Фрагмент текста:
===============
Родные мои…

8 апреля исполнится 10 лет памяти Владимира Алексеевича Михайлова, зачинателя трезвеннического движения в современной России. Вместе с директором завода АТИ он был первым строителем известного не только в Санкт-Петербурге, но и в православной России храма в честь иконы Божией Матери «Неупиваемая Чаша», настоятелем которого стал протоиерей Иоанн Миронов. Также благодаря участию Владимира Алексеевича с 1997 года начало вещать «Православное радио Санкт-Петербурга». Однажды мы уже печатали записки В. А. Михайлова («Отец Николай Гурьянов, как я его помню», № 579580, январь 2009 г.), но память о нём живёт не только в словах, но и в делах – православное радио, клубы «Бодрствование» и «Сретение», созданные им, поныне действуют в Северной столице. Живёт память и в его потомках. Сын Владимира Алексеевича из Петербурга переехал в деревню, на родину отца, где восстанавливает храм и откуда уже много лет присылает в нашу газету заметки, подписываясь старинной родовой фамилией, происшедшей от деревенского прозвища Играш («коробейник»). Родовой памяти он и посвятил этот материал.


Андрей Еграшов

Ярослав! Большой привет!
Жизнь свою потрогав с краю,
Я сегодня утверждаю –
В нашей жизни края нет!

(В. А. Михайлов. «Племяннику», 1982 г.)

…Мир дрогнул, зашатался, однако как-то устоял, и я в нём остался жить дальше – уже без отца. Тосковал, скучал… И до сих пор скучаю – слава Богу, что батька успел меня повернуть лицом к провинциальной родне.
===============
Исходные материалы:
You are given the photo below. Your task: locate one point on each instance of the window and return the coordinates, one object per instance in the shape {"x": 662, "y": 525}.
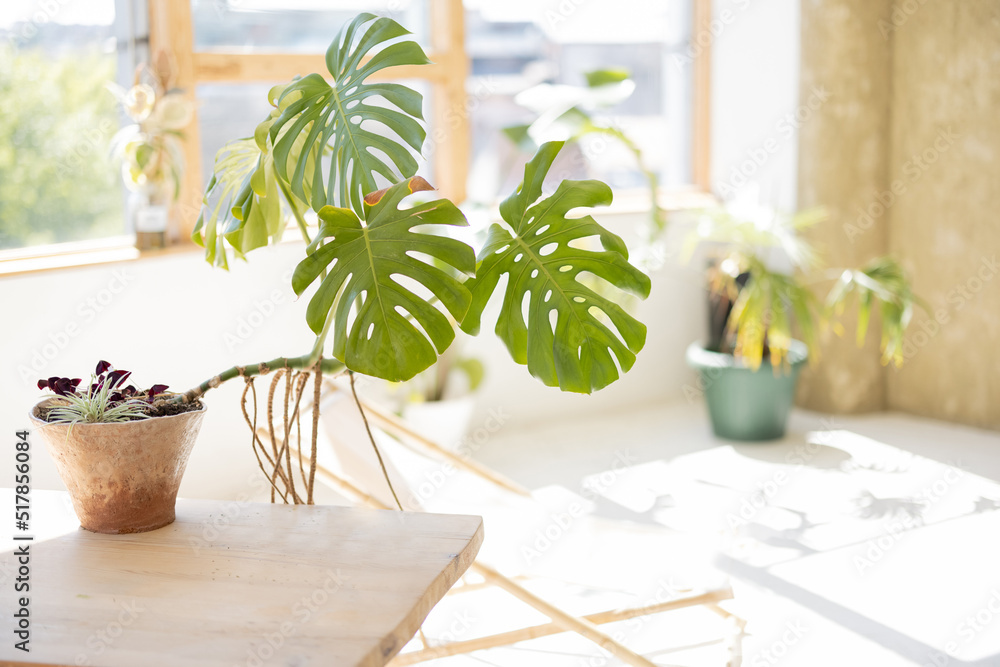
===============
Задание 1:
Ответьте по тексту о В. А. Михайлове:
(a) С какого года начало вещать «Православное радио Санкт-Петербурга»?
(b) Какие клубы, созданные Михайловым, до сих пор действуют в Северной столице?
(c) Как называется стихотворение Михайлова, приведённое в тексте, и каким годом оно датировано?
Задание 2:
Продолжите воспоминания о В. А. Михайлове, начиная со следующей фразы после последней приведённой.

Итоговый ответ 1:
(a) С 1997 года.
(b) «Бодрствование» и «Сретение».
(c) «Племяннику», 1982 год.

Итоговый ответ 2:
«Родня» – слово уже чуть не ругательное. Прежде на деревне звучало как страшный упрёк: «Такой-сякой, с нами не роднится!» – «Ха, не роднится! – и пущай, мы сами себе подберём “круг общения”, какой пожелаем».

Батя в этом смысле действовал просто и решительно. Сжигая драгоценный тогда баланс мобильного телефона, протягивал мне трубку: «На-ка, поговори с племянником!»

Про племянника из разряда «седьмая вода на киселе» я знал только, что он отцовский тёзка, служит в армии… Опять же мне по возрасту не ровня – о чём говорить-то?! Однако в порядке послушания родителю начинаю разговор:

– Здравствуй, Вова!

– Приветствую! – по-армейски бодрый, юный такой голос.

– Ну… как у тебя дела?

– Хорошо! А у тебя… у вас?

– И у меня… Молодец. Ну… давай служи… отдаю трубку отцу? Будете ещё говорить?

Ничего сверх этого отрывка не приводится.